→ Page extract
<<<<
Amends retained EU Cosmetic Products Regulation by adding substances to prohibited (Annex 2) and restricted (Annex 3) chemical lists, with transitional periods for existing stock.

Reason

Pre-emptive chemical bans impose deadweight compliance costs, stifle innovation, and block consumer choice; liability law and market-based verification provide superior protection without bureaucratic overreach.

keep The Human Medicines (Authorisation by Pharmacists and Supervision by Pharmacy Technicians) Order 2025 (Commencement) Order of Council 2026 uksi-2026-110 · 2026
Summary

This commencement order sets 10 December 2026 as the date when the Human Medicines (Authorisation by Pharmacists and Supervision by Pharmacy Technicians) Order 2025 will come into force for provisions not yet in effect, thereby enabling expanded pharmacist prescribing and new supervision requirements.

Reason

Deletion would delay the implementation of expanded pharmacist prescribing rights, reducing healthcare access and competition; the formal commencement mechanism provides legal certainty and orderly transition that would be difficult to achieve otherwise.
>>>>
→ Information given
<<<<
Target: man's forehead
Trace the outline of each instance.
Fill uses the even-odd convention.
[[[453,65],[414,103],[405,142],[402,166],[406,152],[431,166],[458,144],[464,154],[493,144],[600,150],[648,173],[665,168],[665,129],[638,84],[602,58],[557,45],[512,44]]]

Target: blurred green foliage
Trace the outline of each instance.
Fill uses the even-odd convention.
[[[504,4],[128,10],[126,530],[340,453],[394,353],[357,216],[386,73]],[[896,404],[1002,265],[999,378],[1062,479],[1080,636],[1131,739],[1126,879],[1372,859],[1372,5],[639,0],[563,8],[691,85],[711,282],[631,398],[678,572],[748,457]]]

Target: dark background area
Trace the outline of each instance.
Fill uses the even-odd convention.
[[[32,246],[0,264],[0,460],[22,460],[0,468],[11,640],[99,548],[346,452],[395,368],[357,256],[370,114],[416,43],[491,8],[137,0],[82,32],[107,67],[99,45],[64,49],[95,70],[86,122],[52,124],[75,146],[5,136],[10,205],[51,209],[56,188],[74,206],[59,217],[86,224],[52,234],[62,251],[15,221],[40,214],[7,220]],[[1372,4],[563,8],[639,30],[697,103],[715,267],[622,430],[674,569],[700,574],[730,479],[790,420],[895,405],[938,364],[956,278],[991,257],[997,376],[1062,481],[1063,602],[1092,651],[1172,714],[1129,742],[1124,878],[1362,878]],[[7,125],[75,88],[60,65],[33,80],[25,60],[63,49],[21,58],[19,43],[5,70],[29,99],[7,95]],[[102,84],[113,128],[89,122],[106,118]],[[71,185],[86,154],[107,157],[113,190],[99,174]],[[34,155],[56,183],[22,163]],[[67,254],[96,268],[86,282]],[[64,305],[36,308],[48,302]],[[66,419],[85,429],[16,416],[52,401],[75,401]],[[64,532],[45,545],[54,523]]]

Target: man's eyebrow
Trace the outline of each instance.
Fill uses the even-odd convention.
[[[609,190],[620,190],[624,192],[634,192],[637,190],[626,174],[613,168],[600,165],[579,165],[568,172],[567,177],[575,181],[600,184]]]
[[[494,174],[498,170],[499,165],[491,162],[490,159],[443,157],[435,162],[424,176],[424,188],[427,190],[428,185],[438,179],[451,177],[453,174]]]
>>>>
→ Assignment 1
Reproduce the part of the legislation summaries starting at "Amends retained EU" and ending at "new supervision requirements.".
→ Assignment 2
Please translate this sentence from the legislation summaries into Spanish: "Pre-emptive chemical bans impose deadweight compliance costs, stifle innovation, and block consumer choice; liability law and market-based verification provide superior protection without bureaucratic overreach."
→ Assignment 3
Answer these from the legislation summaries:
(a) Which annexes hold the prohibited and the restricted chemical lists?
(b) On what date will the Human Medicines (Authorisation by Pharmacists and Supervision by Pharmacy Technicians) Order 2025 come into force for provisions not yet in effect?
(c) What identifier is given for the commencement order?
The records are not needed for anything here.

→ Written answer 1
Amends retained EU Cosmetic Products Regulation by adding substances to prohibited (Annex 2) and restricted (Annex 3) chemical lists, with transitional periods for existing stock.

Reason

Pre-emptive chemical bans impose deadweight compliance costs, stifle innovation, and block consumer choice; liability law and market-based verification provide superior protection without bureaucratic overreach.

keep The Human Medicines (Authorisation by Pharmacists and Supervision by Pharmacy Technicians) Order 2025 (Commencement) Order of Council 2026 uksi-2026-110 · 2026
Summary

This commencement order sets 10 December 2026 as the date when the Human Medicines (Authorisation by Pharmacists and Supervision by Pharmacy Technicians) Order 2025 will come into force for provisions not yet in effect, thereby enabling expanded pharmacist prescribing and new supervision requirements.

→ Written answer 2
Las prohibiciones preventivas de sustancias químicas imponen costos de cumplimiento improductivos, frenan la innovación y bloquean la elección de los consumidores; el derecho de responsabilidad civil y la verificación basada en el mercado ofrecen una protección superior sin excesos burocráticos.

→ Written answer 3
(a) Annex 2 holds the prohibited list, and Annex 3 holds the restricted list.
(b) 10 December 2026.
(c) uksi-2026-110.